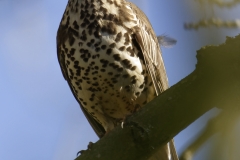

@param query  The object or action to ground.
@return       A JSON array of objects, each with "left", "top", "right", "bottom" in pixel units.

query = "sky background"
[{"left": 0, "top": 0, "right": 240, "bottom": 160}]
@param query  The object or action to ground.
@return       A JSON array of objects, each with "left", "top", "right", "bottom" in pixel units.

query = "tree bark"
[{"left": 77, "top": 35, "right": 240, "bottom": 160}]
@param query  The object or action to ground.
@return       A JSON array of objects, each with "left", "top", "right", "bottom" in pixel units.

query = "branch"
[{"left": 77, "top": 35, "right": 240, "bottom": 160}]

**What needs to be done**
Lay out the lines above as a Markdown table with the columns n and Line, numbering each row in n and skipping blank lines. Leave the pictures out of the table.

**The response**
| n | Line |
|---|---|
| 1 | @param query  The object or action to ground. |
| 2 | @return       A JSON array of objects, each with "left", "top", "right", "bottom" in pixel units. |
| 3 | query = "sky background" |
| 4 | [{"left": 0, "top": 0, "right": 240, "bottom": 160}] |
| 5 | @param query  The object or action to ground. |
| 6 | @return       A JSON array of objects, each with "left", "top", "right", "bottom" in pixel units. |
| 7 | query = "tree bark" |
| 8 | [{"left": 77, "top": 35, "right": 240, "bottom": 160}] |
| 9 | @param query  The object or action to ground. |
| 10 | @return       A JSON array of objects, each with "left", "top", "right", "bottom" in pixel units. |
| 11 | query = "branch" |
| 12 | [{"left": 77, "top": 35, "right": 240, "bottom": 160}] |